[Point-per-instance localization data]
—————

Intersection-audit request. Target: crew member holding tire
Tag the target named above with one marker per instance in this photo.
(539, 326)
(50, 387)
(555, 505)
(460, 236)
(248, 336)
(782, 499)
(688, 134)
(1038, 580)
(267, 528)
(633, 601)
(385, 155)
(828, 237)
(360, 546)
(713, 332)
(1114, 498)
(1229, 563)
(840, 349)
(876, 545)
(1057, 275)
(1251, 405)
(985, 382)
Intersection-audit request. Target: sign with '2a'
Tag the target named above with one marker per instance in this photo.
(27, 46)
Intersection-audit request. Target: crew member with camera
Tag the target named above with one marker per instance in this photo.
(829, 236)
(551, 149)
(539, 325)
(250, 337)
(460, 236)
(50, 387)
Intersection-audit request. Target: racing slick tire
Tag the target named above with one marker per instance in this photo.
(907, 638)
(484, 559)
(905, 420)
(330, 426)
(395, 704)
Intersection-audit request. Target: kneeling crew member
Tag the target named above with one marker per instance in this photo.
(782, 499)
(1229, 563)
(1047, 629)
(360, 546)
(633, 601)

—————

**Task to complete**
Print the entries above exactly as they were written, down to the last line.

**Your response**
Intersection-audit request. Target: crew member holding tire
Tag the target named above with one marker per instance in this photo.
(539, 326)
(50, 387)
(555, 505)
(460, 236)
(248, 336)
(782, 499)
(688, 134)
(1038, 580)
(267, 528)
(633, 601)
(385, 155)
(828, 237)
(360, 546)
(713, 332)
(1114, 498)
(1229, 563)
(840, 349)
(876, 545)
(1057, 275)
(1251, 405)
(985, 382)
Intersection-audit request. Target: sign with '2a'
Tag the target named above with one marker per instance in this photo.
(27, 46)
Intersection-audit request. Target: crew member with camera
Tag the target named above with one marker per instance in this photo.
(829, 236)
(551, 149)
(539, 325)
(250, 337)
(460, 236)
(50, 387)
Intersection-audit request. Target: racing slick tire
Tag the target named above with one marker per instance in this photo.
(907, 638)
(484, 559)
(905, 420)
(330, 426)
(395, 704)
Intersection-audit request. Target: kneeling crew member
Tag the target named above with one marker per instance in this photo.
(782, 499)
(1229, 563)
(1047, 629)
(360, 546)
(633, 601)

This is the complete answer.